TEMPO.CO , Jakarta: Proses hukum kasus perdagangan manusia yang dilakukan oleh PT Pusaka Benjina Resources telah dilimpahkan ke Kejaksaan Negeri Dobo Kabupaten Kepulauan Aru Maluku dan akan dijadwalkan pemeriksaan saksi.
Ketua Lembaga Perlindungan Saksi dan Korban (LPSK) Abdul Haris Semendawai mengatakan pihaknya siap memberikan jaminan perlindungan kepada saksi kunci anak buah kapal asal Myanmar. "Sudah ada permintaan dari Kejaksaan dan Kepolisian agar korban mendapat perlindungan saat memberikan kesaksian, tapi belum dipastikan jadwalnya kapan," ujar Abdul kepada Tempo, Senin, 5 Oktober 2015.

# [Tujuan Latihan]
Dalam kutipan berita tentang kasus perdagangan manusia oleh PT Pusaka Benjina Resources, ke kejaksaan mana proses hukumnya telah dilimpahkan? Baris-baris data ini diambil dari sumber lain.

# [Baris Data]
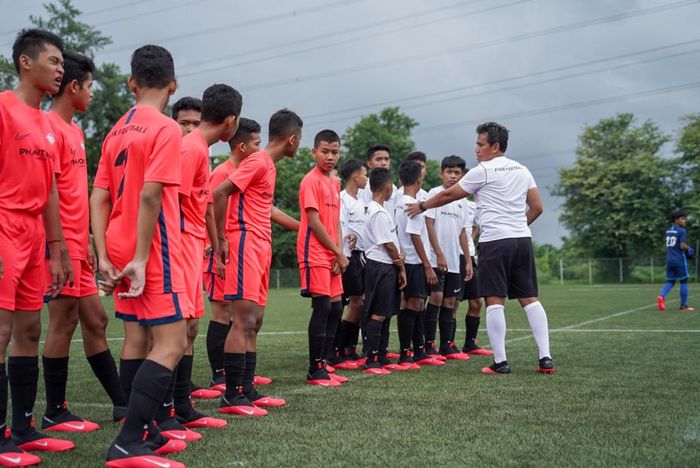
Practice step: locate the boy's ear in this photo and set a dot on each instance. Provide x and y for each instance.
(172, 87)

# [Hasil Pengerjaan]
Kejaksaan Negeri Dobo, Kabupaten Kepulauan Aru, Maluku.